**Requirements**
Return the records exactly as they are.

Point annotation dataset records:
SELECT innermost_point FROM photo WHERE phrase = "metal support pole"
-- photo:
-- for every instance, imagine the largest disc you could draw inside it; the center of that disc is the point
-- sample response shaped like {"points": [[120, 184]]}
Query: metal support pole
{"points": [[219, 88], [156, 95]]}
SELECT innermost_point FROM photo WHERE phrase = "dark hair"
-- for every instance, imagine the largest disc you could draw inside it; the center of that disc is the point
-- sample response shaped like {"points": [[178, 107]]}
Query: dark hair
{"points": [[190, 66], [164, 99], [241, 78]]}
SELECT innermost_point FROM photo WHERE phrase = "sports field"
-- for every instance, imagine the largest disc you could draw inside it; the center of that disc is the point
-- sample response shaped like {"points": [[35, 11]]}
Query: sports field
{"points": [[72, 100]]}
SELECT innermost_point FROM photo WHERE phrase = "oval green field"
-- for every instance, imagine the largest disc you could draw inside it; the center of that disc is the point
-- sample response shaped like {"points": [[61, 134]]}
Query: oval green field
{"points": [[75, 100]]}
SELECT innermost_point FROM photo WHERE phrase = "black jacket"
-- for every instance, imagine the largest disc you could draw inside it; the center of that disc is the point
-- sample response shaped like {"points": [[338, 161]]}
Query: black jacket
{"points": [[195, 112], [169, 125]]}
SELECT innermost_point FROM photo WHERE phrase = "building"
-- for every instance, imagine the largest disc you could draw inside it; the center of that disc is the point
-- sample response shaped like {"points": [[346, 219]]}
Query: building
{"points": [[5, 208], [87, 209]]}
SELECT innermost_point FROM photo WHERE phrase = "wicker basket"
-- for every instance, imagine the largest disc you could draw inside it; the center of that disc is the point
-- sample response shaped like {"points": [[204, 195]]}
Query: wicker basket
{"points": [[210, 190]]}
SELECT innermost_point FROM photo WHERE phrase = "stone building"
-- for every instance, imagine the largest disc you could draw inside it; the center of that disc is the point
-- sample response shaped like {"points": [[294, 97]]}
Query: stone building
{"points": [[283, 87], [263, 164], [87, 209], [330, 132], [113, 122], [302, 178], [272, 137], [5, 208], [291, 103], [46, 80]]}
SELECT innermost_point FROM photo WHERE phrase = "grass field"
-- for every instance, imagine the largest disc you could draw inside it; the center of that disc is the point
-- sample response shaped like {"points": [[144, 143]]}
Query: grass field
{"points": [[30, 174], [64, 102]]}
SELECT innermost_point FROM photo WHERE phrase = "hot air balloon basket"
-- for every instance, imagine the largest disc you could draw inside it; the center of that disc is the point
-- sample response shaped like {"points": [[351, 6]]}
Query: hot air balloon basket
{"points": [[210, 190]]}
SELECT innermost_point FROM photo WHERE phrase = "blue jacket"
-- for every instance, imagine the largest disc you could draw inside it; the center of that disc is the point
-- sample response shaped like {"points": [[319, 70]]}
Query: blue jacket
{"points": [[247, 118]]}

**Answer to the task**
SELECT innermost_point FROM photo WHERE phrase = "metal support pole"
-- photo:
-- for every instance, imagine the largest disc you could draw inside it; the center of that disc is the point
-- sample response shaped like {"points": [[120, 184]]}
Query: metal support pole
{"points": [[219, 88], [156, 95]]}
SELECT innermost_point FROM photo WHERE phrase = "dark hair"
-- for every instance, imagine the largest disc you could draw inside it; the center of that disc is the point
-- sample response shaped like {"points": [[178, 107]]}
Query: dark hair
{"points": [[190, 66], [164, 99], [241, 78]]}
SELECT innermost_point FROM photo WHERE phrase = "sports field"
-- for every instance, imagine the largest disc you could draw inside it; the center of that disc is the point
-- sample response shaped like {"points": [[35, 11]]}
Query: sports field
{"points": [[72, 100]]}
SELECT innermost_point FROM photo WHERE phrase = "oval green field"
-- for every instance, imagine the largest disc you could draw inside it; the center of that disc is the point
-- sample response shaped like {"points": [[61, 134]]}
Query: oval green field
{"points": [[75, 100]]}
SELECT innermost_point FROM photo WHERE phrase = "black jacket"
-- for every instance, imagine the largest disc you could draw inside it; the center of that disc is the point
-- sample response shaped like {"points": [[338, 161]]}
Query: black jacket
{"points": [[195, 112], [169, 125]]}
SELECT innermost_point FROM photo WHERE phrase = "building"
-- for every instance, imagine the largest disc you could draw inside it; the center of that disc is the point
-- sample response shaped like {"points": [[346, 219]]}
Query: building
{"points": [[5, 208], [87, 209]]}
SELECT innermost_point FROM photo WHERE phrase = "wicker basket"
-- for every instance, imagine the largest disc you could draw inside it; the center of that disc is the point
-- sample response shaped like {"points": [[204, 195]]}
Query: wicker basket
{"points": [[210, 190]]}
SELECT innermost_point FROM photo WHERE phrase = "stone building"
-- for every instance, imagine the largest disc you could draw inside it; the center of that disc is the point
-- sample response shaped like {"points": [[294, 97]]}
Query: stone building
{"points": [[283, 87], [263, 164], [87, 209], [330, 132], [113, 122], [302, 178], [272, 137], [5, 208], [291, 103], [46, 80]]}
SELECT innermost_point FROM photo WHERE phrase = "grass field"
-- for every instance, imagine the largest disc you could draw inside it; the center of that disc is the point
-- sample response shaped like {"points": [[144, 143]]}
Query: grass field
{"points": [[30, 174], [64, 102]]}
SELECT innermost_point FROM photo WHERE phrase = "hot air balloon basket"
-- for every instance, imagine the largest disc you could draw inside it; the center of that disc is the point
-- sample response shaped like {"points": [[351, 6]]}
Query: hot air balloon basket
{"points": [[210, 190]]}
SELECT innermost_point FROM photo WHERE phrase = "blue jacket"
-- for every instance, imagine the largest disc you could draw inside it; the center of that disc is the point
-- sample response shaped like {"points": [[319, 70]]}
Query: blue jacket
{"points": [[247, 118]]}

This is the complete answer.